— Prompt A —
Answer these questions using the post about Roger Kimball's interview, putting each answer on its own line with the same mark:
(i) Who received the citation in the mail?
(ii) In which magazine did the interview appear?
(iii) Whose remark does Kimball say he quotes twice in his book?
— Prompt B —
Quote everything from "This trip didn't" down to "the driver's seat..." in the post about Roger Kimball's interview.
— Prompt C —
Extend the post about Roger Kimball's interview, starting right after its final sentence.

*** Quoted passage

This trip didn't have its denouement until a couple of weeks later. On the trip home from the museum, my friend let me drive. The streets in that part of the city are very hectic, and you have to be pretty aggressive if you don't want to be hemmed in. I ended up just catching a "piece of the red" in an intersection. My friend received a citation in the mail, with a picture of "doofus" in the driver's seat...
All this came to mind as I read this Front Page Magazine interview. The interviewee is Roger Kimball, who wrote The Rape of the Masters: How Political Correctness Sabotages Art.
Here's a taste:
Kimball: The great enemy of the totalitarian impulse, in intellectual life as well as in politics, is the idea of intrinsic worth. As Hannah Arendt and others have pointed out, one of the most toxic and destructive features of totalitarian movements is their attack on the integrity of the individual and his experience. When the enforcer O’Brien in Orwell’s 1984 induces Winston to say that twice four equals 5, he has won a great, if pernicious, spiritual victory, for he has violated Winston’s sense of reality. When it comes to art and intellectual life, the examples are not so dire, but they are in their own way just as significant. In the course of The Rape of the Masters I quote--twice--Bishop Butler’s great remark that “Everything is what it is, and not another thing.” In a way, that can stand as the motto for the book. For what we see in the academic art historians I discuss--it is something you see in literary studies, too--is an effort to discount, to deny the essential reality of things in order to enlist them in an ideological war. A family portrait of four young girls is no longer a family portrait of four young girls but a florid allegory of sexual conflict and gender panic. And so on. If one had to sum up the essential purpose and direction of the new academic art historians, one might say that, notwithstanding the variety of their political commitments, they are all engaged in an attack on the idea of the intrinsic. They start from the contrary of Butler proposition: nothing is what it is, it is always something else--and, they might add, something worse than it seems.

******
*** Raw data

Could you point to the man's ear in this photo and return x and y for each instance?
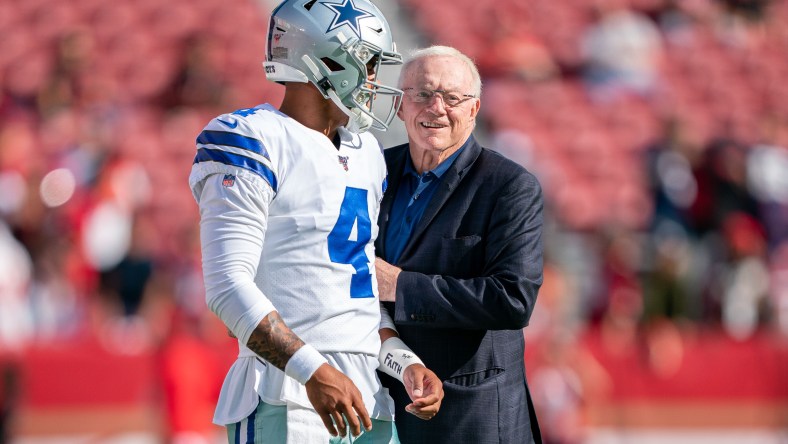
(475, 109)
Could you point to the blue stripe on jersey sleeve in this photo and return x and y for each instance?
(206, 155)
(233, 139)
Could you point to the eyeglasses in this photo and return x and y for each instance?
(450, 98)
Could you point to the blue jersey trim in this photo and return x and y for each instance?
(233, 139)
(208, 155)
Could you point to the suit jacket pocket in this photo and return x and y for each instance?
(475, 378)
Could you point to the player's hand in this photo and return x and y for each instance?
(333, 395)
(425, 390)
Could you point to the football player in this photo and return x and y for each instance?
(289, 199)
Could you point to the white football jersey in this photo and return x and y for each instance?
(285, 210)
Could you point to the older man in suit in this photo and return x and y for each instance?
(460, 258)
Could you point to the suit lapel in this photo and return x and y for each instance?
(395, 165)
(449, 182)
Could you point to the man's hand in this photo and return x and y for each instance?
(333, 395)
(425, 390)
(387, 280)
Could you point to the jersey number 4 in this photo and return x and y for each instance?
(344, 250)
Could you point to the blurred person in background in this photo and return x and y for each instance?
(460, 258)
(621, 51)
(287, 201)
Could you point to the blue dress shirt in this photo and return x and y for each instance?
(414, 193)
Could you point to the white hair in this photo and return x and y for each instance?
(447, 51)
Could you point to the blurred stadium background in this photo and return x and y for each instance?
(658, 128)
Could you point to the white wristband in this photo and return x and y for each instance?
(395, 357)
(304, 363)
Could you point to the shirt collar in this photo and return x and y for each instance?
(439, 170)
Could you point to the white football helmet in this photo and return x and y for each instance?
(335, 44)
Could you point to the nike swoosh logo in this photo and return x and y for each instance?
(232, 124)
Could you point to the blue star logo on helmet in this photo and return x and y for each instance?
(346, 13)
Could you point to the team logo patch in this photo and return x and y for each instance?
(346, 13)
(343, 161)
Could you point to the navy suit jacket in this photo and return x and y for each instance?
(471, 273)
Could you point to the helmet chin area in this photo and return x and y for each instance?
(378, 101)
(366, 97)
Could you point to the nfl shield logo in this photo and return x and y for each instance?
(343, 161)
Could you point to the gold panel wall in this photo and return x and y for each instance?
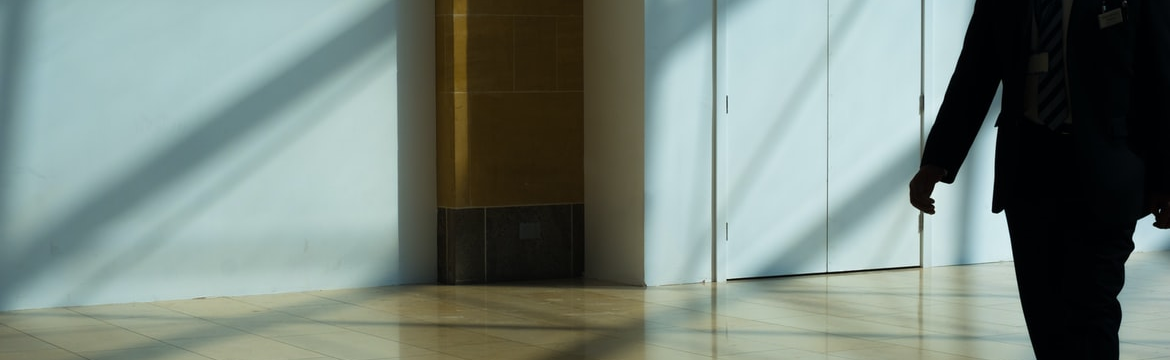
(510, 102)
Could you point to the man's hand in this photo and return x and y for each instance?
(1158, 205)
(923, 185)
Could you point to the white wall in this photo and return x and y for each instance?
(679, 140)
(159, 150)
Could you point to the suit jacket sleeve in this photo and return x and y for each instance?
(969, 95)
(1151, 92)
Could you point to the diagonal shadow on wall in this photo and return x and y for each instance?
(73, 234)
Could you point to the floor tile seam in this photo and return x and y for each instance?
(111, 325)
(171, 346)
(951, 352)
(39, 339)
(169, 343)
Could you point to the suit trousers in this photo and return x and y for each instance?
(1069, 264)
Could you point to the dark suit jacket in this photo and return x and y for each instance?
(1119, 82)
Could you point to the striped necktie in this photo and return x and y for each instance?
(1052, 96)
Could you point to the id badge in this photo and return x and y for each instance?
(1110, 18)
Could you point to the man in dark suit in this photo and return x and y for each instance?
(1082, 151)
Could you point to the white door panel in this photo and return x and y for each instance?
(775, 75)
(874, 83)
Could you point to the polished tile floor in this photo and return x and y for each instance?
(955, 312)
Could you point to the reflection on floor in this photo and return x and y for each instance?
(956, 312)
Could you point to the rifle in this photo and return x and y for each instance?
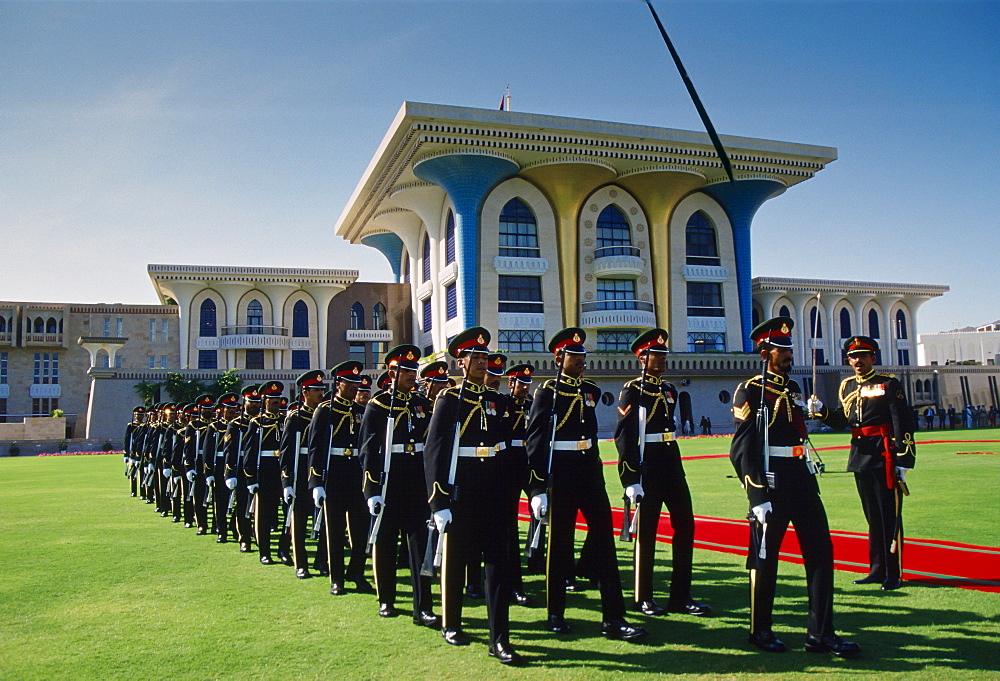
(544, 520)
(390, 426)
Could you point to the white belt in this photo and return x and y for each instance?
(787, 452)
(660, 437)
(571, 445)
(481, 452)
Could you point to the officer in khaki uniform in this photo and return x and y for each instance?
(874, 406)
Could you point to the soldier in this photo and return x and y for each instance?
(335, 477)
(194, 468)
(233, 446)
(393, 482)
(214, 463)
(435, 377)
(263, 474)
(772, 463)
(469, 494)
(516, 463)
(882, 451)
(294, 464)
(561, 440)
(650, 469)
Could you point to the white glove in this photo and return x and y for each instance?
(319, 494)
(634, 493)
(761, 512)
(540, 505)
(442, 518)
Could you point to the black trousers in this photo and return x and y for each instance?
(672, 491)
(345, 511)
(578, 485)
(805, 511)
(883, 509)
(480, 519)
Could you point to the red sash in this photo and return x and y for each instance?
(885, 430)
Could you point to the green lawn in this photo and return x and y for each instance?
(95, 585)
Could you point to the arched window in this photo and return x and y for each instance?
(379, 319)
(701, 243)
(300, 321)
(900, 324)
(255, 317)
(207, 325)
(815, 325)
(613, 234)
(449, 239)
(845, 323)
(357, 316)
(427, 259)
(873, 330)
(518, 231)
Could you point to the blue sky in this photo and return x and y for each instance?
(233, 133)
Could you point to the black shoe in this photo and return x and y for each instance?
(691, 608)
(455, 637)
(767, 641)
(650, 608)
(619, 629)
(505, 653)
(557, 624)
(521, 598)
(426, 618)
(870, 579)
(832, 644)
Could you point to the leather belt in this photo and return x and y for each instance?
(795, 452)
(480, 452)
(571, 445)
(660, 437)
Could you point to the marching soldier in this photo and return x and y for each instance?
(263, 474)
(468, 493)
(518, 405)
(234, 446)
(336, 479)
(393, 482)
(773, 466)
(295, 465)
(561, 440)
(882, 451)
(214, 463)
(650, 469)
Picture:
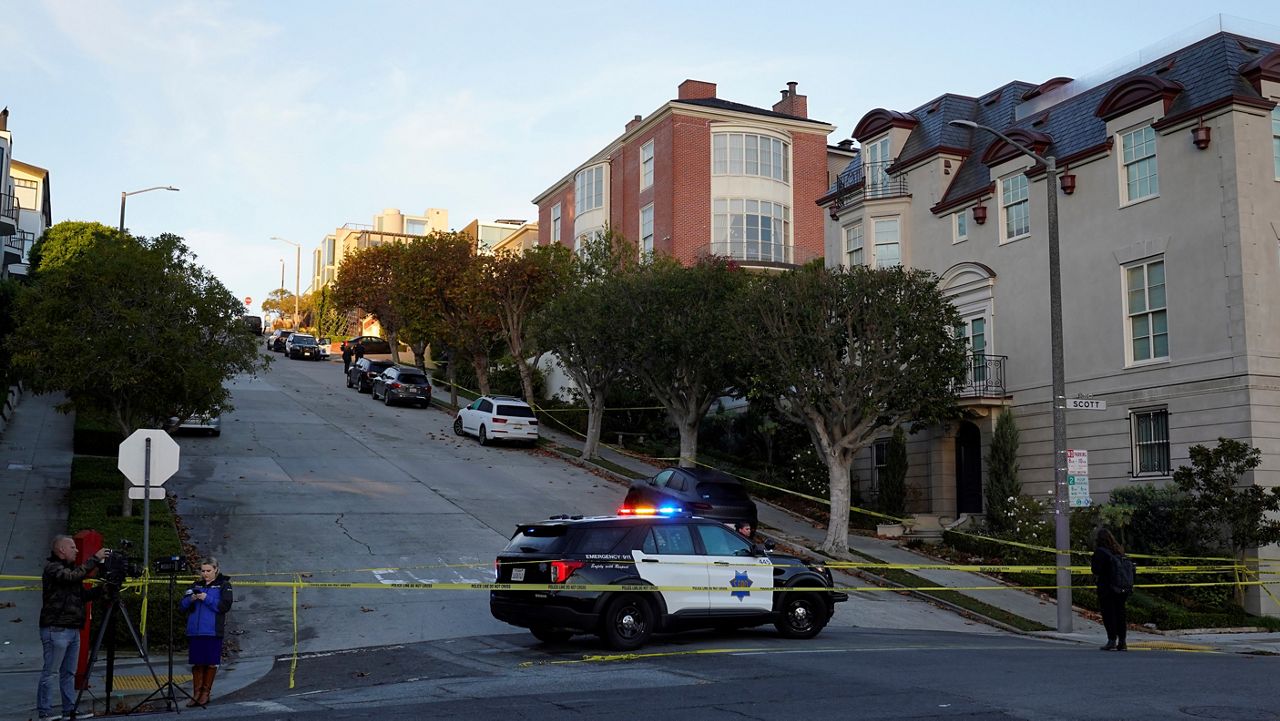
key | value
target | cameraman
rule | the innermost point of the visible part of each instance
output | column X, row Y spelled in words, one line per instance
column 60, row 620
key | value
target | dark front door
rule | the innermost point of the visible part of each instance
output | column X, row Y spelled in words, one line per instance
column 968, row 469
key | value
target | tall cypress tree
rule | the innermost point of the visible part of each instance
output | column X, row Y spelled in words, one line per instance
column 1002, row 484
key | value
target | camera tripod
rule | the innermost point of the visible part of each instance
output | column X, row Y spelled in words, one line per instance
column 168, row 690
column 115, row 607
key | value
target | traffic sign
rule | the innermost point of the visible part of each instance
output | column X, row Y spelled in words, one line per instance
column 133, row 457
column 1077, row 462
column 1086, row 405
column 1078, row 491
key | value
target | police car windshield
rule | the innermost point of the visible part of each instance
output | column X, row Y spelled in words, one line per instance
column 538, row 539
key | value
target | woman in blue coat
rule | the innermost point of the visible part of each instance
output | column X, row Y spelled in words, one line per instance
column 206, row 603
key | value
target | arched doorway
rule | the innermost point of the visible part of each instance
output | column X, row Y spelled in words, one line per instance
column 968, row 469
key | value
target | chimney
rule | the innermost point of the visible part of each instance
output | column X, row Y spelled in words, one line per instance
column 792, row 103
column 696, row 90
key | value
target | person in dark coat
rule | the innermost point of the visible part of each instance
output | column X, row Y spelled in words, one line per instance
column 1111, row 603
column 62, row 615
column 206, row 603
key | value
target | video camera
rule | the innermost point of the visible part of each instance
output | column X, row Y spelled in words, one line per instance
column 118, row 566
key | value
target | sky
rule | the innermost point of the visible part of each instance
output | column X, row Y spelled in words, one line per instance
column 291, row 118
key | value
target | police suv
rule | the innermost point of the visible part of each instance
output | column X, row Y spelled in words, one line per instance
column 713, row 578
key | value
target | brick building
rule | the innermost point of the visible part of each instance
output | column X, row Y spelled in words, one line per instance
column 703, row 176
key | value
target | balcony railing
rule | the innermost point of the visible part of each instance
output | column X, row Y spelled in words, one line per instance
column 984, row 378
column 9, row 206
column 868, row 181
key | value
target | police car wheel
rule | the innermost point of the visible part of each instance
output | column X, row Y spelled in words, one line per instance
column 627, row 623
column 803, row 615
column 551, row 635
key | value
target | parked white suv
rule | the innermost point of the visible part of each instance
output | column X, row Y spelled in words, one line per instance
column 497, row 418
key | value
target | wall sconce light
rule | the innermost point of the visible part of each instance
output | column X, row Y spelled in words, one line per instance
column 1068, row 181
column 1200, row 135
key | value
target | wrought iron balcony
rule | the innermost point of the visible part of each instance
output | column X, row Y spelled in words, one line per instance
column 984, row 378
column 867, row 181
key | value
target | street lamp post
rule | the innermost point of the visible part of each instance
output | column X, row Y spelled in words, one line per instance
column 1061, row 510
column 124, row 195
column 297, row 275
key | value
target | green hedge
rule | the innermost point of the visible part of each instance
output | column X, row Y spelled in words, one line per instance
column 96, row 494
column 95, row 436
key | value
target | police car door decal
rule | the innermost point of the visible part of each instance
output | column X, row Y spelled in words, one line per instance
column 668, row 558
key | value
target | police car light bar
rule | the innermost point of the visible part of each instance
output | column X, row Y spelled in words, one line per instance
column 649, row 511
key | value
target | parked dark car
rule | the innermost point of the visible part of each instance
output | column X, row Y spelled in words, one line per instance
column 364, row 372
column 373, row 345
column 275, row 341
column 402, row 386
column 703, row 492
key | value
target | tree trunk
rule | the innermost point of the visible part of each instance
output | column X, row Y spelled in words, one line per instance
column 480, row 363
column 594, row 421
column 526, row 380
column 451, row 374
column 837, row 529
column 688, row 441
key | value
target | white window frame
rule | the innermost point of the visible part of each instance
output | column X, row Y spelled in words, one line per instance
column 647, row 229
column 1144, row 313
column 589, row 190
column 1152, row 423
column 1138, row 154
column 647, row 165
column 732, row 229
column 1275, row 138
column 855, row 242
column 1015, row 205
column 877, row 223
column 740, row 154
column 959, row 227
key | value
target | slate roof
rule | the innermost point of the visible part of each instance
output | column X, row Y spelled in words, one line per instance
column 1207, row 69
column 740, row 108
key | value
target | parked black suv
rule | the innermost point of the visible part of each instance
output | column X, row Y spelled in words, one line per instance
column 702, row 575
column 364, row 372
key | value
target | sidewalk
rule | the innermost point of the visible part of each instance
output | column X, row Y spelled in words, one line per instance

******

— Exercise response A —
(i) The narrator's friend received it.
(ii) It appeared in Front Page Magazine.
(iii) He quotes Bishop Butler's remark twice.

— Exercise response B —
This trip didn't have its denouement until a couple of weeks later. On the trip home from the museum, my friend let me drive. The streets in that part of the city are very hectic, and you have to be pretty aggressive if you don't want to be hemmed in. I ended up just catching a "piece of the red" in an intersection. My friend received a citation in the mail, with a picture of "doofus" in the driver's seat...

— Exercise response C —
FP: You are an art critic yourself. Please tell us, what is an art critic? Can anyone be one? What motivated you to become one?
Kimball: T.S. Eliot once defined the task of criticism as “the elucidation of works of art and the correction of taste.” I think that is a good capsule definition. But I would add that I believe that the role of the critic is actually quite modest. The image I like to use is that of a marriage broker. The critic can explain all sorts of subsidiary facts; he can provide some intellectual and historical context; but in the end, his most important job is to bring the viewer and the work of art together. Once an effective introduction has been achieved--making that introduction effectively can be trickier than it might first appears--the critic should just get lost and let the relationship develop on its own.